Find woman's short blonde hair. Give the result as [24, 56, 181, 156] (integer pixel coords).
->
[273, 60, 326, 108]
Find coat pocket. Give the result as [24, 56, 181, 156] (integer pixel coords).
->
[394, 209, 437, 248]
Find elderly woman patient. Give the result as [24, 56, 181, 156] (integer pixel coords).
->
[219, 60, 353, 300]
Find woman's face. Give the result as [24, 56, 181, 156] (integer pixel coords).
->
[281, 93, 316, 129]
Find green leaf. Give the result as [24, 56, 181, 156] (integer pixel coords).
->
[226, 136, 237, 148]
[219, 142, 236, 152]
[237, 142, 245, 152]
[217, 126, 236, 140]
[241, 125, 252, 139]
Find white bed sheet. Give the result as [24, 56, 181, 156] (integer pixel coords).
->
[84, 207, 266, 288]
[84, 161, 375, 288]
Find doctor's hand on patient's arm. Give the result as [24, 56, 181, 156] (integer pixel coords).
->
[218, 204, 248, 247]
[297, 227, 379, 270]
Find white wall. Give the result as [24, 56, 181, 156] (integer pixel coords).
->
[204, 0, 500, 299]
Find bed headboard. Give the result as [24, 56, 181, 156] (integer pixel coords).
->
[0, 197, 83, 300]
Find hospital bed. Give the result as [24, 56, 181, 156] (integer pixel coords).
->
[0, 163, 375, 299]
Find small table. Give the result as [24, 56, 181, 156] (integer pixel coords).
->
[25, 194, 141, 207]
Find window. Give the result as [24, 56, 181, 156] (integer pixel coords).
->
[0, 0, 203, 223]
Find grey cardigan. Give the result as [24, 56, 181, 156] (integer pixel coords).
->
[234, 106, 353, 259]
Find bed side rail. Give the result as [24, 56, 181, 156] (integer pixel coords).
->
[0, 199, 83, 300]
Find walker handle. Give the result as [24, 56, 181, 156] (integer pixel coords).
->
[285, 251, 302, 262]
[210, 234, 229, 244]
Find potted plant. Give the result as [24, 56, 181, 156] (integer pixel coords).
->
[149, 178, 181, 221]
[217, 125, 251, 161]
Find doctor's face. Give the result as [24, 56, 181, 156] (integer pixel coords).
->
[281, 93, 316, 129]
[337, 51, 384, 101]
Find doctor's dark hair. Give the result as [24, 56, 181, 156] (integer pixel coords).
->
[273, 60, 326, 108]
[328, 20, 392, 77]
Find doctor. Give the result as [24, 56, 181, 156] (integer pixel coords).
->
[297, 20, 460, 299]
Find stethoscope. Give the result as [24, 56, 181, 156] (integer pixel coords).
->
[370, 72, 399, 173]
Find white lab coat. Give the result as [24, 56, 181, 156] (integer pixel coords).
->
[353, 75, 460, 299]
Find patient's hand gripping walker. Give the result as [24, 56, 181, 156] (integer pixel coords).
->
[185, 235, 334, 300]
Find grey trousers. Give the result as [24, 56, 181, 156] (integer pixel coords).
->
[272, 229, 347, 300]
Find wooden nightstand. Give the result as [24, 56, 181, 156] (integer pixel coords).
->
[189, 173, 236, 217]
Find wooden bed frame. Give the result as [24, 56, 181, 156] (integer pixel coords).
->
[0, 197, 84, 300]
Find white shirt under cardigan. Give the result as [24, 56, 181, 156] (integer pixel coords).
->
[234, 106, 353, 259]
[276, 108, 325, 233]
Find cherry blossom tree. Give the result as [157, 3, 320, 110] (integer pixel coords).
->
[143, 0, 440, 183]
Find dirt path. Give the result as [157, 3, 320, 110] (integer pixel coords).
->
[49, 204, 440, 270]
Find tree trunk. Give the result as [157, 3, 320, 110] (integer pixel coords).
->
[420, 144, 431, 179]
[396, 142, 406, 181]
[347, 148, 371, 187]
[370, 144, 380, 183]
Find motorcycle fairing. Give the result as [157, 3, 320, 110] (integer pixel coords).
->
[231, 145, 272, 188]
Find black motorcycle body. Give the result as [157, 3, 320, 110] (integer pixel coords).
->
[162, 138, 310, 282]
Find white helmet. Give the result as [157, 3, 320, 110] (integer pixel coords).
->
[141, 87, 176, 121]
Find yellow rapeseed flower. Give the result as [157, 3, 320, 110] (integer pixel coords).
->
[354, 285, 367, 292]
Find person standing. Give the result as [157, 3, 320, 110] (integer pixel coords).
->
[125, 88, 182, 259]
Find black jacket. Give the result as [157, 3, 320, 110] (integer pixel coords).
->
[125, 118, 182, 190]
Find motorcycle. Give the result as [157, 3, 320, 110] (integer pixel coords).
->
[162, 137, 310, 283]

.....

* Aim
Format the rows as a numbered list, starting with the line containing "Find cherry blossom" and running through the last line of the rows, both included. Omit any blank lines.

* Expected output
1. Find cherry blossom tree. Give the result as [157, 3, 320, 110] (integer pixel coords).
2. ->
3. [143, 0, 440, 183]
4. Find dirt path. Give the result as [157, 3, 320, 110] (integer pixel coords).
5. ->
6. [49, 204, 440, 270]
7. Find tree trunk. Give the result as [157, 3, 320, 110] (integer pixel coords).
8. ->
9. [420, 144, 431, 179]
10. [396, 142, 406, 181]
11. [347, 148, 371, 187]
12. [370, 144, 380, 183]
13. Find motorcycle fairing. Give the result as [157, 3, 320, 110] (integer pixel coords).
14. ->
15. [231, 145, 272, 188]
16. Find black motorcycle body. Give the result as [157, 3, 320, 110] (integer pixel coords).
17. ->
18. [162, 138, 310, 282]
19. Find white helmet. Give the result as [157, 3, 320, 110] (integer pixel coords).
20. ->
21. [141, 87, 176, 121]
22. Find yellow rapeseed flower. Give the result as [157, 3, 320, 110] (integer pixel coords).
23. ->
24. [354, 285, 367, 292]
25. Find person standing. Give the result as [157, 3, 320, 110] (integer pixel coords).
26. ->
27. [125, 88, 182, 259]
28. Find black jacket. Give the result as [157, 3, 320, 110] (integer pixel coords).
29. ->
30. [125, 118, 182, 190]
31. Find motorcycle. Give the result as [157, 3, 320, 110] (integer pixel coords).
32. ->
33. [162, 137, 310, 283]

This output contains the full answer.